- **Text provided**:
________
Diagnostic arthroscopy is performed through the P (Posterior) portal using a 70° arthroscope. The anterior glenoid, detached anterior labrum, superior labrum and biceps anchor, the Hill-sachs lesion on posterosuperior glenoid and other intra-articular areas are visualized. The glenoid dimensions and engagement of the Hill–Sachs lesion over the anterior glenoid are visualized and confirmed (Fig 3A). The anterior glenoid is prepared by introducing the radiofrequency probe through the AS (anterosuperior) portal. An L-shaped capsulotomy is made with the vertical limb near inferior most part of the glenoid (Fig 3B). A tug suture is placed on the apex of the capsular cut, and this is pulled superiorly away from the area of glenoid preparation and coracoid fixation in the anteroinferior glenoid (Fig 3C). The anteroinferior part of the glenoid is prepared using a radiofrequency probe and the superficial bone abraded with a rotary burr to create a bleeding surface to receive the coracoid bone graft (Fig 3D).

Fig 3 — (A) Engagement of the Hill–Sachs on the anterior glenoid of the right shoulder, viewed from the posterior (P) portal. (B) Capsulotomy using radiofrequency probe. (C) Elevation of capsulolabral complex. (D) Preparation of glenoid using rotary barrel burr 4 mm.

Coracoid Preparation

The soft-tissue attachments to coracoid are released, retaining the conjoint tendon attachment at the tip of the coracoid. The coracoacromial ligament is released form the lateral aspect. The undersurface is cleared and bone burred to decorticate using a rotary burr (4 mm) introduced through the AS portal. The C (central) portal is used to release the pectoralis minor from the medial aspect of coracoid. The superior surface of coracoid is cleared up till the attachment of the coracoclavicular ligaments (conoid and trapezoid). The length of the coracoid that can be used for the Latarjet procedure is measured using arthroscopic measuring device (usually about 20 mm) (Fig 4A). The H (high) portal is created, confirming the trajectory for coracoid drilling, using a needle. The coracoid drill guide is introduced from the superior aspect of the coracoid through the H portal (Fig 4B). Then, 1.2-mm guidewires are drilled into alpha and beta holes of the coracoid drill-guide (Fig 4C). These are further over drilled with 3.2-mm drill bit (Fig 4E).

Fig 4 — Coracoid preparation of the right shoulder. (A) Measurement of coracoid length using arthroscopic measurement probe (Arthrex, Naples, FL). (B) Coracoid drill-guide (Arthrex) placement for drilling the coracoid holes. (C) 1.2-mm guidewires drilled into the coracoid. (D) External picture of drilling over the guidewire. (E) Guidewires overdrilled with a 2.4-mm drill bit.
________
- **Collected material**:
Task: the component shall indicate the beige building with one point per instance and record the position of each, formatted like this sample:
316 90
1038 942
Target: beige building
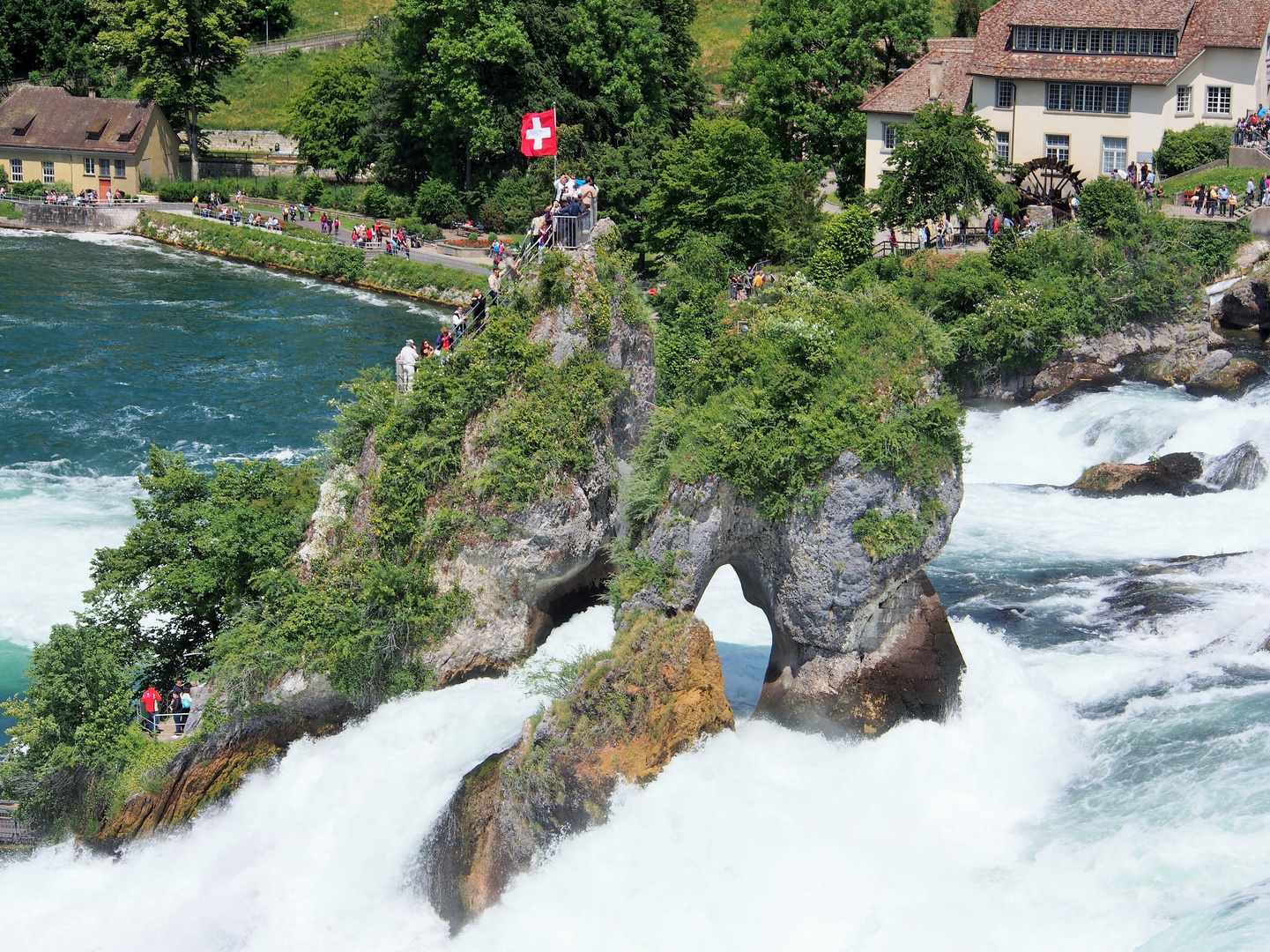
________
- **What is expected**:
Pick up the description of the arthroscopic Latarjet procedure after its final sentence and continue it with the next stage of the surgery.

- **Reply**:
Coracoid Osteotomy

The base of the coracoid is demarcated for the osteotomy using the rotary burr, removing cortical bone in a circumferential area at its base (Fig 5A). A curved osteotome is introduced through the H portal and the osteotomy is completed using a gentle tap to detach the coracoid at the region where the base has been decorticated (Fig 5B). The coracoid base at the osteotomy site is cleared of any prominent bone spike using a rotary burr. The osteotomized coracoid rests in the region posterior to the pectoralis major.

Subscapularis Muscle Split

A Wissinger rod introduced from the AS portal is used to push the pectoralis major, along with the osteotomized coracoid with conjoint tendon attached, away from the subscapularis muscle. Subscapularis muscle is split horizontally along at the junction of upper two-thirds (more tendinous) and lower one-third (more muscular) using a radiofrequency probe introduced through the I portal (Fig 6A). This can be safely done to the level of glenoid, medial to which lies the axillary nerve, where caution must be maintained. The anteroinferior aspect of the glenoid is exposed during this step, using a stitching stick in the I portal to push the inferior part of the subscapularis down and another one in the P portal to push the superior part of the subscapularis up (Fig 6B).

Fig 6 — Subscapularis split of right shoulder, viewed from the anterosuperior (AS) portal. (A) Radiofrequency probe used to split the subscapularis tendon at the junction of upper two-thirds and lower one-third. (B) Anteroinferior glenoid exposed through the split in the subscapularis tendon and muscle.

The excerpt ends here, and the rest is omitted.